EXERCISE GOAL: Exact repetition, pictures omitted: give every record below again.

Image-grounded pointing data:

↓↓↓

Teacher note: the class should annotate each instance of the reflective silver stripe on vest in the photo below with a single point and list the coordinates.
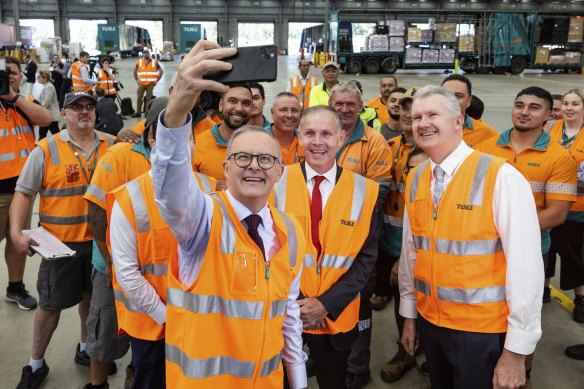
(227, 230)
(205, 304)
(97, 192)
(121, 297)
(473, 247)
(491, 294)
(139, 206)
(421, 242)
(63, 220)
(336, 261)
(208, 367)
(64, 192)
(358, 197)
(423, 287)
(271, 365)
(478, 183)
(416, 179)
(278, 308)
(52, 141)
(280, 190)
(155, 269)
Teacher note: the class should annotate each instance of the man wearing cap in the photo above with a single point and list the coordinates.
(147, 73)
(319, 95)
(60, 169)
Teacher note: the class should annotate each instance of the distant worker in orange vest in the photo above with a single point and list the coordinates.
(147, 73)
(471, 270)
(301, 84)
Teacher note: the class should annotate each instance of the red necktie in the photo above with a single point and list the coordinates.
(316, 211)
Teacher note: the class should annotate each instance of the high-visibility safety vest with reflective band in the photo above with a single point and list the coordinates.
(345, 224)
(105, 82)
(154, 237)
(225, 331)
(78, 83)
(63, 211)
(147, 72)
(16, 141)
(460, 267)
(302, 92)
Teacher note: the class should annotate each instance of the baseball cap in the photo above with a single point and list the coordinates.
(157, 106)
(72, 97)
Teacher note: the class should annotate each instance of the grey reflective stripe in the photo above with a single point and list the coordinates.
(423, 287)
(280, 190)
(227, 230)
(208, 367)
(205, 304)
(7, 157)
(421, 242)
(97, 192)
(473, 247)
(155, 269)
(416, 179)
(52, 141)
(64, 220)
(278, 308)
(271, 365)
(292, 239)
(491, 294)
(308, 260)
(336, 261)
(478, 183)
(358, 197)
(64, 192)
(121, 297)
(139, 206)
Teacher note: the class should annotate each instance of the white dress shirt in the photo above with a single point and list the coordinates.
(188, 211)
(518, 227)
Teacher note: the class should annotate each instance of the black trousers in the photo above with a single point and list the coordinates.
(148, 363)
(458, 359)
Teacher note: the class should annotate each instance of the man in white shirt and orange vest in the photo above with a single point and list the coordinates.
(471, 271)
(147, 73)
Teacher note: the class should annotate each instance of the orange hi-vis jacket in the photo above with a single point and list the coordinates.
(63, 211)
(460, 269)
(302, 92)
(147, 72)
(345, 224)
(16, 140)
(105, 82)
(78, 83)
(225, 330)
(136, 200)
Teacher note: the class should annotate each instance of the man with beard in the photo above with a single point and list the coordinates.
(392, 128)
(211, 145)
(386, 85)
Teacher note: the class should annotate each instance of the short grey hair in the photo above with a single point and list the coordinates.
(431, 90)
(250, 128)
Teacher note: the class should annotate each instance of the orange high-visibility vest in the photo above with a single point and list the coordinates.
(302, 92)
(63, 211)
(225, 330)
(78, 83)
(154, 238)
(147, 72)
(345, 224)
(16, 141)
(460, 270)
(105, 82)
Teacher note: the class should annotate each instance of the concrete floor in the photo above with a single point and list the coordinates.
(552, 369)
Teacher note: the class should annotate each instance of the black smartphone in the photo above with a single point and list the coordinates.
(255, 63)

↑↑↑

EXERCISE SOLUTION:
Teacher note: the class should annotate each instance of the reflective silver stripe on vest in the photo below with a single point and list the coordinates.
(227, 230)
(205, 304)
(97, 192)
(121, 297)
(473, 247)
(491, 294)
(139, 206)
(421, 242)
(63, 220)
(336, 261)
(208, 367)
(64, 192)
(358, 197)
(423, 287)
(271, 365)
(478, 183)
(416, 179)
(278, 308)
(52, 141)
(280, 190)
(155, 269)
Teacher note: the class should annotate each instance of the man wearing cap in the photo above with a single point and list the coordinates.
(147, 73)
(319, 95)
(60, 169)
Teacher note: the class should annotate each instance of the distant worker in orange vest in the photo above with a single point and list the coordinates.
(147, 73)
(471, 270)
(301, 84)
Teacher note: the class should annotate each instance of the red necktie in the photo above with a single point and list the coordinates.
(316, 211)
Teacher note: the class should annotate each instance of the high-visibility safety vest with reflective band in the photo above with a single point and list the coordinates.
(345, 224)
(105, 82)
(154, 237)
(225, 331)
(78, 83)
(63, 211)
(147, 72)
(16, 141)
(460, 267)
(302, 92)
Teacher note: the class should annotate each instance of the baseball cap in the photo above with a single point and list the coordinates.
(157, 106)
(72, 97)
Teacher note: the class should annotate each instance of the grey reflective stripe in the photo above with a single point and list the coordinates.
(423, 287)
(280, 190)
(227, 230)
(208, 367)
(205, 304)
(7, 157)
(421, 242)
(97, 192)
(473, 247)
(155, 269)
(416, 179)
(52, 141)
(64, 220)
(278, 308)
(271, 365)
(292, 239)
(491, 294)
(308, 260)
(336, 261)
(478, 183)
(358, 197)
(64, 192)
(121, 297)
(139, 206)
Teacher note: the class should annotate each instance of the white dress shirt in the photo above with a single point and list the coordinates.
(188, 211)
(518, 227)
Teacher note: the class should annotate each instance of the black trousers in the photo above with a single point and list the coordinates.
(148, 363)
(458, 359)
Teacher note: the class should annotate each instance of the man in white shirt and orange vest in the photo above with a single point and list the coordinates.
(471, 271)
(147, 73)
Teacher note: the class should annotate each instance of the orange hi-vis jacket in the photo above with a single point and list the coordinates.
(63, 211)
(460, 269)
(302, 92)
(147, 72)
(345, 224)
(16, 140)
(105, 82)
(78, 83)
(225, 330)
(136, 200)
Teacher note: the class should annotate each instance of the man with beard in the photo above with a single point and list the coordinates.
(392, 128)
(211, 145)
(386, 85)
Teacher note: the class should annotate each instance of the short grey hair in the photo above with a single point and list the coordinates.
(431, 90)
(250, 128)
Teacher note: the class should annotate each instance of the orange high-visibility vest in the photo above with a single point and list the coordinates.
(302, 92)
(63, 211)
(225, 330)
(78, 83)
(154, 238)
(147, 72)
(345, 224)
(16, 141)
(460, 270)
(105, 82)
Teacher note: the class should annotate each instance of the concrete floor in the photo above with a single point and list the coordinates.
(552, 369)
Teacher note: the class should annotate each instance of the black smartphone in the photo above with a single point and list the coordinates.
(255, 63)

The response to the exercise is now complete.